WHAT IS BEING ASKED:
Identify and pull out each line of the entries in which "below" occurs.

Stored data entries
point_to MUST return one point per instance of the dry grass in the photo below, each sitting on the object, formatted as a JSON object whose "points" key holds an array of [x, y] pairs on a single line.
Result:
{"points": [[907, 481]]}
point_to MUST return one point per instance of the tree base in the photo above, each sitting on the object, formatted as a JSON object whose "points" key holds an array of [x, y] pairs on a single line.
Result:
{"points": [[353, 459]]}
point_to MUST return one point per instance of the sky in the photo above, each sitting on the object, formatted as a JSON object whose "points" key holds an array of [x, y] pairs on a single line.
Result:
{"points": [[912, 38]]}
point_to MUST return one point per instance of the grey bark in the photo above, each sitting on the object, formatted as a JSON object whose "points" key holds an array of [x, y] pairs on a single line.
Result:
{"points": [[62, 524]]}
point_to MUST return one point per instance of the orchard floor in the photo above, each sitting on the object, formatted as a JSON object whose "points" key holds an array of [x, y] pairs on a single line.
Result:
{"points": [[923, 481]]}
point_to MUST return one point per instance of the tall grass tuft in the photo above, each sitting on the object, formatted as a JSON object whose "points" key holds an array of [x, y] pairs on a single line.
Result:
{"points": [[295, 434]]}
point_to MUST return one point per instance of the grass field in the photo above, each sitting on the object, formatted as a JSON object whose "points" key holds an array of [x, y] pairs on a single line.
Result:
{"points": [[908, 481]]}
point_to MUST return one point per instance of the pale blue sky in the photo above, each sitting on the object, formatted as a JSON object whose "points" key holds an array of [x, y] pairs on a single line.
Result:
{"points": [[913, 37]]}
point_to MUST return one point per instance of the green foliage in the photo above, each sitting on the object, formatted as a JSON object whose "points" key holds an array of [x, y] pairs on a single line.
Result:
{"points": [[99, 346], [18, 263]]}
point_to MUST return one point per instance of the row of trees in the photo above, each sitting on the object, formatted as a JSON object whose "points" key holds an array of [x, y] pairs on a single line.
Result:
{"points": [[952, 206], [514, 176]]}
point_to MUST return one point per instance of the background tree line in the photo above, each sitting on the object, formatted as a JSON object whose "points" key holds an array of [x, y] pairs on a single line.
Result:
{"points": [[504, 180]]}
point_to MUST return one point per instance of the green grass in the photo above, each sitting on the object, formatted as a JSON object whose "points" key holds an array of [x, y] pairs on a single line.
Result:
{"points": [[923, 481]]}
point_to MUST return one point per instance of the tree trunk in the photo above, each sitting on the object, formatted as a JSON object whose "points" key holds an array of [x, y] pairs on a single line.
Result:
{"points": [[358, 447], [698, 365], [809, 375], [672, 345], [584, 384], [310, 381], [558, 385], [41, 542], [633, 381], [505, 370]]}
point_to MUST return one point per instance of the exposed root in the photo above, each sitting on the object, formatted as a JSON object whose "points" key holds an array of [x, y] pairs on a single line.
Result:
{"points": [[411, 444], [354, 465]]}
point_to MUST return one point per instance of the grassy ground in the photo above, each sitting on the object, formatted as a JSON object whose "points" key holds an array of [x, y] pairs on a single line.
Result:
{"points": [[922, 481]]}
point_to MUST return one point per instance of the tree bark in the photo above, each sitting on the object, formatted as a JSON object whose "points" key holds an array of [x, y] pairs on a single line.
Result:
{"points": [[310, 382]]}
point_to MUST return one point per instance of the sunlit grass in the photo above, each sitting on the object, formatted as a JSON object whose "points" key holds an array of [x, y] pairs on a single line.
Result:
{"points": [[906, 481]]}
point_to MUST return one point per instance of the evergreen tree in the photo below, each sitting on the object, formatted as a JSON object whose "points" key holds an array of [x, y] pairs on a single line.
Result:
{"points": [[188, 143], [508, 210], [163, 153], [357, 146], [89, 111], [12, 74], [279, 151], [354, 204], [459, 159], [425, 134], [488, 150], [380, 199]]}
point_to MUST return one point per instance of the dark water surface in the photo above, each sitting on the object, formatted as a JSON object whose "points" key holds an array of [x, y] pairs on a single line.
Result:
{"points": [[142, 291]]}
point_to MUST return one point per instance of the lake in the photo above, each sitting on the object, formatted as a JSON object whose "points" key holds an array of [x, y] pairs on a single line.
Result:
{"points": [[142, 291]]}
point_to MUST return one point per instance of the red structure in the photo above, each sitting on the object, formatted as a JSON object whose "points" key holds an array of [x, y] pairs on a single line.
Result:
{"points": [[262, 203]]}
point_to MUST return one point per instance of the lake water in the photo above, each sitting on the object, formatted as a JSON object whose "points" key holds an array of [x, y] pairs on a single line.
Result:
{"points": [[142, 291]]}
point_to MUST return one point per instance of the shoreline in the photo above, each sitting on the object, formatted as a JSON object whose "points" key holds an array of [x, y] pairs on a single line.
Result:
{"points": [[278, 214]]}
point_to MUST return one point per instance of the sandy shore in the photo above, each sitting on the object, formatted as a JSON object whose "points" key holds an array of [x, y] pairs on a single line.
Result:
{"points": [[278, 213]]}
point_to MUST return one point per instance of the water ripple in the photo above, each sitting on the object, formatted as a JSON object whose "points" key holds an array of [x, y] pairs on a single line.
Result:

ANSWER FOR THIS EXERCISE:
point_to MUST return one point per instance of the dry grass in the photo below, each sitting on the object, formatted as a JSON object whose "points" key holds an array of [x, y] pairs on a single line.
point_to MUST return one point per instance of the evergreen tree in the photo below, each sitting on the object, formatted as a JSON object whose "points" key holds an array of [x, y] pairs on a single line.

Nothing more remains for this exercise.